2007/1/13初回放送、90分、考証資料:大森洋平、撮影:エフゲニー・コクーセフ/イクバル・アフマド、ディレクター:馬場朝子、制作統括:塩田純、制作・著作:NHK
第一部「侵攻はこうして決定された」・第二部「撤退への長き道のり」で構成され、第一部は、昨年9月にBS1放送された『BSドキュメンタリー』〈証言でつづる現代史〉「アフガン侵攻はこうして決定された」(→http://d.hatena.ne.jp/palop/20061215)とほぼ同じ内容。その時に書いた(1)カルマルを小物扱いしているのはどうか、(2)ソ連に殺された独裁者の未亡人が涙ながらに平和を語るのは欺瞞と印象操作に映る、の2点が今回はクリアされていたので嬉しい。(2)のシーンはカットされて当時のムジャヒディンリーダーの証言に差し替えられ、(1)のシーンの後には、
カルマルは人民民主党設立の主要メンバーでしたが、アミンと対立し国外に亡命していたのです。

--- 資料抜粋 ---
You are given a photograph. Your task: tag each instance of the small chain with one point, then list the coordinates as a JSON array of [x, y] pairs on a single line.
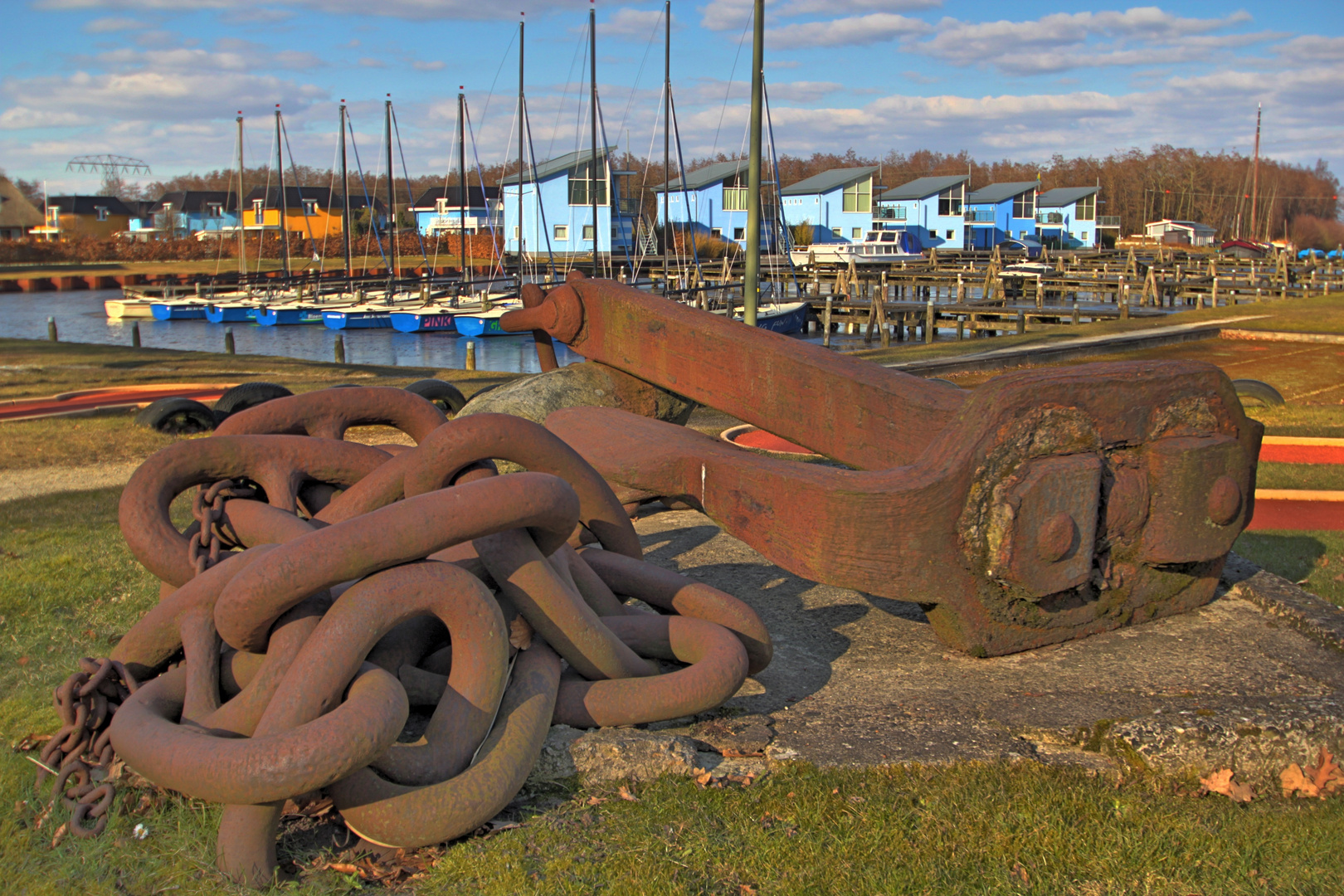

--- 指示事項 ---
1. アフガン番組の原文に基づき、次の各問いに答えてください。
(a) ディレクターを務めたのは誰ですか。
(b) 第二部の題名は何ですか。
(c) (2)のシーンは何に差し替えられましたか。
2. 次の各記述がアフガン番組の原文と合致するかどうかを判定し、判断の根拠となる箇所を原文どおりに引用してください。
(a) 番組の長さは90分である。
(b) 第一部は、昨年9月にBS1で放送された番組とはまったく異なる内容である。
(c) カルマルはアミンと対立し、国外に亡命していた。
3. アフガン番組の原文の最後の文に続けて、文章を書き進めてください。
データはアフガン番組の原文とは無関係です。

--- 問題の解答 ---
1.
(a) 馬場朝子
(b) 「撤退への長き道のり」
(c) 当時のムジャヒディンリーダーの証言

2.
(a) はい。「2007/1/13初回放送、90分」
(b) いいえ。「とほぼ同じ内容」
(c) はい。「アミンと対立し国外に亡命していたのです」

3.
というナレーションが追加された。むしろ自分が『BSドキュメンタリー』時に書いた「(カルマルは)権力闘争に敗れて僻地に左遷されていた」というのこそ多分間違いで申し訳ない。それはともかく、ブログを通じて制作者に意図が通じたと思えるのは、妄想に過ぎなくとも素直に嬉しい。
…
上記の『BSドキュメンタリー』を見た後、アフガン侵攻について書かれた書籍はないかネットで検索し、以下の2冊を発見。
アフガン戦争の真実―米ソ冷戦下の小国の悲劇 (NHKブックス)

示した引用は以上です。